━━━━━ Records to use

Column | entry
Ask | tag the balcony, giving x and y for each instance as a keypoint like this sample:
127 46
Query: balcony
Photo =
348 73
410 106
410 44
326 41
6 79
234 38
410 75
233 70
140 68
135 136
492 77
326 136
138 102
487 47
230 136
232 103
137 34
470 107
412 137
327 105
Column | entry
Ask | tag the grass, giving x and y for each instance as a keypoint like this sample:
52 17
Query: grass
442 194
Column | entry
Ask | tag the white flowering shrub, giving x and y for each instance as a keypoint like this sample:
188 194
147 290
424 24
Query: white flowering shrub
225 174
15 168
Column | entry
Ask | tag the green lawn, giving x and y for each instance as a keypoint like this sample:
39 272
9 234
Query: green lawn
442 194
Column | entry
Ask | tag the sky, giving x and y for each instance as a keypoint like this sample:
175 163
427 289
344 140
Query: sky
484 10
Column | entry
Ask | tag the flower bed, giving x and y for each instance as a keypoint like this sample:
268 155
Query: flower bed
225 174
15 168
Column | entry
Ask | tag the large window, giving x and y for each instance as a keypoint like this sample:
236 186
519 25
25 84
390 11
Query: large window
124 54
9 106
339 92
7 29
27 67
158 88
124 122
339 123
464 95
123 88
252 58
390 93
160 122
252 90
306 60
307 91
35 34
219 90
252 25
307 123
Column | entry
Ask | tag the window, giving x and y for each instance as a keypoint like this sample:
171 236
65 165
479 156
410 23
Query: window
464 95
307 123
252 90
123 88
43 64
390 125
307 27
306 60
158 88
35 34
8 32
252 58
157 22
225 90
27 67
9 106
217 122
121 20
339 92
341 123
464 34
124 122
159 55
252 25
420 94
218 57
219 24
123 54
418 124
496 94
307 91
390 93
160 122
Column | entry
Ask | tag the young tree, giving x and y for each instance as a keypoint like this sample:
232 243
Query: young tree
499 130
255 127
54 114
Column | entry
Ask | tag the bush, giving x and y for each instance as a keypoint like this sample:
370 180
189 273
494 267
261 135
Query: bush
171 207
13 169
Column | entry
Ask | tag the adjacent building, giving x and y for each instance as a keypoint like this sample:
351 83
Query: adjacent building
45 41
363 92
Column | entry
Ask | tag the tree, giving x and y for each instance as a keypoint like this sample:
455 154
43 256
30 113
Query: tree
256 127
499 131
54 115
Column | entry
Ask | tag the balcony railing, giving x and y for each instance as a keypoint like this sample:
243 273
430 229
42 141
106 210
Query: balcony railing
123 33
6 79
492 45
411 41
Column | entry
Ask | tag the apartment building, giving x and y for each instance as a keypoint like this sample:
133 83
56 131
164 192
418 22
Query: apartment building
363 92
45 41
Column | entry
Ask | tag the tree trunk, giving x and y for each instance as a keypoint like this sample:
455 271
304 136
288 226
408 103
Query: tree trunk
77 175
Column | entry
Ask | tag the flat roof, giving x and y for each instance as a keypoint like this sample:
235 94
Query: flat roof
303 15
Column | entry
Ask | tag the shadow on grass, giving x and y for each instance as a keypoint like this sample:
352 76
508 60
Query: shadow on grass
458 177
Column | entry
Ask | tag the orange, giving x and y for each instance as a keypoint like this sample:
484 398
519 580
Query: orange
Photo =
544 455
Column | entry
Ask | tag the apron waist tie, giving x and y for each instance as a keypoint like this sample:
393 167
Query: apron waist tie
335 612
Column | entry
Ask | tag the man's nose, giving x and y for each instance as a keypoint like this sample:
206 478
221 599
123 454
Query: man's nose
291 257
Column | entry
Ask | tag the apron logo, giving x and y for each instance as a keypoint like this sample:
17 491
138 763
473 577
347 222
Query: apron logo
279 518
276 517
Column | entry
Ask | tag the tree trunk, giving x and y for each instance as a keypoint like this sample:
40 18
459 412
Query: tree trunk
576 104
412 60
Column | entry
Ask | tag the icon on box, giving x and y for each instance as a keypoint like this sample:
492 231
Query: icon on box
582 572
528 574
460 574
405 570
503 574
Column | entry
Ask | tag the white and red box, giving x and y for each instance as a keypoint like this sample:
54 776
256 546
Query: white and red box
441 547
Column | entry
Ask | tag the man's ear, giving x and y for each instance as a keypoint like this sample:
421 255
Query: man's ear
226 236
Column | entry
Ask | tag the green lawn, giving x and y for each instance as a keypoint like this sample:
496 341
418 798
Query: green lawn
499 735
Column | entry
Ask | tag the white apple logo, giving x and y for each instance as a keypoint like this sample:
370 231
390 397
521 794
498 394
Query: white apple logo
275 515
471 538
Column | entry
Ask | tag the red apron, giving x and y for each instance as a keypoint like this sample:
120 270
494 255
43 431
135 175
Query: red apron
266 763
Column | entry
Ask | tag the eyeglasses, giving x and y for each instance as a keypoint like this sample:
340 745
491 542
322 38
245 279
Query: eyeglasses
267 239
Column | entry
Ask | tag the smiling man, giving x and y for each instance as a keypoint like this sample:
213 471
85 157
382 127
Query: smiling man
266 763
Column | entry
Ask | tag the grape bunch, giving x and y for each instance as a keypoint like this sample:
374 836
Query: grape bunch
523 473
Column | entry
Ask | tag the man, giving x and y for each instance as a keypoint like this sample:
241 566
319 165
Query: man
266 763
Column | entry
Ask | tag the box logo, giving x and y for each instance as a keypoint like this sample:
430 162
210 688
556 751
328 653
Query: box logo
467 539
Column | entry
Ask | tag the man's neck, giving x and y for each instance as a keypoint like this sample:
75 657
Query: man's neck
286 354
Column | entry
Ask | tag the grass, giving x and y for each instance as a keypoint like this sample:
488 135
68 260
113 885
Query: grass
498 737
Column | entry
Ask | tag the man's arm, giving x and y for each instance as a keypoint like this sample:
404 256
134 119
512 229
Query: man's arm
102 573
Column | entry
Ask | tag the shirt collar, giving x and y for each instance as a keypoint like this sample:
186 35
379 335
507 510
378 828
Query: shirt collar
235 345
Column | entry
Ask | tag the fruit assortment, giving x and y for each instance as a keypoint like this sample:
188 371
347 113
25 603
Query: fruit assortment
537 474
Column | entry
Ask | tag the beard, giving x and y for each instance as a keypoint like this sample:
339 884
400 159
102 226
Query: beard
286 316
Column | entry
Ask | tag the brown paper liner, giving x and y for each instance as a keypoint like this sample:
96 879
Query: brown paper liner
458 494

━━━━━━━━━━

Please reproduce every line of the material word for word.

Column | entry
Ask | tag the balcony, giving x and y for each instance as a keypoint like this sample:
127 46
Query: balcony
Photo =
348 73
410 106
410 44
326 41
6 79
234 38
410 75
233 70
140 68
135 136
492 77
326 136
138 102
487 47
230 136
232 103
137 34
470 107
412 137
327 105
Column | entry
Ask | tag the grass, giving x and y for each instance as a keypoint like this sample:
52 17
Query: grass
442 194
Column | entry
Ask | tag the white flowering shrub, giving x and y for each instance as a keypoint like this sample:
188 194
147 290
424 24
Query: white flowering shrub
225 174
15 168
Column | entry
Ask | tag the green lawn, giving x and y for each instance as a keypoint like this sample:
39 272
9 234
Query: green lawn
442 194
Column | entry
Ask | tag the sky, giving x and y for each instance as a keypoint like this sample:
175 163
427 289
344 140
Query: sky
484 10
Column | entry
Ask | tag the flower bed, giving x and y for each instance as a keypoint like this sample:
268 155
Query: flower bed
225 174
15 168
Column | entry
Ask | tag the large window, giving x and y for each instance as a keypoint like this sample:
236 186
519 25
25 84
390 11
Query: large window
124 54
9 106
339 92
7 29
27 67
158 88
124 122
339 123
464 95
123 88
252 58
390 93
160 122
252 90
306 60
307 91
35 34
219 90
252 25
307 123
Column | entry
Ask | tag the window, giving x and y for each instance as a keypoint like this sample:
171 236
65 165
479 156
410 23
Query: window
464 95
307 123
252 90
123 88
43 64
390 125
307 27
306 60
158 88
35 34
8 32
252 58
157 22
225 90
27 67
9 106
217 122
121 20
339 92
341 123
464 34
124 122
159 55
252 25
420 94
218 57
219 24
123 54
418 124
496 94
307 91
390 93
160 122
Column | entry
Ask | tag the young tree, giving x and y for each instance as a keypoint like this sample:
232 243
Query: young tree
499 130
255 127
54 114
Column | entry
Ask | tag the bush, giving x and y for each instance as a keypoint like this sample:
370 180
189 273
494 267
261 135
Query: bush
171 207
13 169
Column | entry
Ask | tag the adjacent building, giving x and y for each instance as a keypoint like this sample:
351 83
Query: adjacent building
45 41
363 92
Column | entry
Ask | tag the tree, giving x and y for each instance as a keypoint like this sample:
455 154
43 256
30 113
Query: tree
256 127
499 131
54 115
Column | entry
Ask | tag the balcony railing, giving x and y for each instance as a keypoint like this sample:
243 273
430 229
42 141
106 210
Query: balcony railing
123 33
6 79
492 45
411 41
Column | entry
Ask | tag the apartment building, giving x and y for each instance as a keypoint like this sample:
133 83
56 131
164 192
418 22
Query: apartment building
363 92
45 41
Column | entry
Ask | tag the tree trunk, giving x and y for each instance as a keypoint like this sample:
455 271
304 136
288 226
408 103
Query: tree trunk
77 175
Column | entry
Ask | tag the flat roof, giving x and y for each instance as a keypoint like this sample:
235 94
Query: flat roof
303 15
Column | entry
Ask | tag the shadow on grass, giving x and y for each instance as a keypoint like this sample:
352 76
508 60
Query: shadow on grass
458 177
Column | entry
Ask | tag the orange, giving x and y for each instance as a keypoint like this sample:
484 398
519 580
Query: orange
Photo =
544 455
Column | entry
Ask | tag the apron waist tie, giving x and y for each instance as a keypoint like this sample:
393 167
Query: apron waist tie
335 612
Column | entry
Ask | tag the man's nose, giving x and y for each instance as a keypoint like this sample:
206 478
221 599
123 454
Query: man's nose
291 257
Column | entry
Ask | tag the apron logo, giving x and y for each instance as a keypoint like this sample:
17 491
138 763
473 577
347 222
Query: apron logo
279 518
276 517
Column | entry
Ask | tag the tree trunk, giving x and y for each instance as a keypoint like this sample:
40 18
459 412
Query: tree trunk
576 104
412 60
Column | entry
Ask | tag the icon on box, giving x and y for each instance as a keypoint like this sample:
492 231
Query: icon on box
582 572
528 574
460 574
405 570
503 574
Column | entry
Ask | tag the white and red box, giving x and y for each instance as a keypoint like this sample:
54 776
256 546
Query: white and red box
441 547
Column | entry
Ask | tag the man's ear, giving x and y for each instance as a keypoint like this sample:
421 255
Query: man's ear
226 236
Column | entry
Ask | tag the green lawn, giving x and y for each instance as a keypoint like this sample:
496 341
418 798
Query: green lawn
499 735
Column | entry
Ask | tag the white apple logo, giving x and y for each instance as a keypoint like this sample:
370 231
390 397
521 794
498 394
Query: white apple logo
275 515
471 538
Column | entry
Ask | tag the red apron, giving x and y for each instance as a keypoint like this sample:
120 270
494 255
43 431
135 175
Query: red apron
266 763
Column | entry
Ask | tag the eyeglasses, giving x and y for each instance as a keypoint like this sample:
340 745
491 542
322 38
245 279
Query: eyeglasses
267 239
Column | entry
Ask | tag the smiling man, giving x and y for each instance as a keypoint like this sample:
213 471
85 157
382 127
Query: smiling man
266 763
Column | entry
Ask | tag the grape bunch, giving x and y for each instance as a keypoint like this sample:
374 836
Query: grape bunch
523 473
Column | entry
Ask | tag the man, giving x and y for each instance as a keypoint like this sample:
241 566
319 165
Query: man
266 763
Column | entry
Ask | tag the box logo, giving x and y for each instance as a keypoint like this sample:
430 162
210 688
556 751
328 653
Query: box logo
467 539
Column | entry
Ask | tag the man's neck, giving x and y for each instance as a keypoint like this sample:
75 657
Query: man's neck
286 354
Column | entry
Ask | tag the grass, giving x and y for each instance as a keypoint like this sample:
488 135
68 260
113 885
Query: grass
498 737
Column | entry
Ask | tag the man's arm, giving x and y for each instance as a keypoint like this sample:
404 256
134 119
512 229
Query: man's arm
102 573
Column | entry
Ask | tag the shirt collar, giving x and y for each instance as a keypoint like this sample:
186 35
379 335
507 510
378 828
Query: shirt collar
235 345
Column | entry
Ask | tag the fruit assortment, giving x and y for each instance as a keypoint like this sample:
188 371
347 113
25 603
Query: fruit assortment
537 474
Column | entry
Ask | tag the beard, giving x and y for each instance as a keypoint like this sample:
339 884
400 159
102 226
Query: beard
286 316
Column | entry
Ask | tag the brown paper liner, giving x and y for each instance as a keypoint like this sample:
96 879
Query: brown paper liner
458 494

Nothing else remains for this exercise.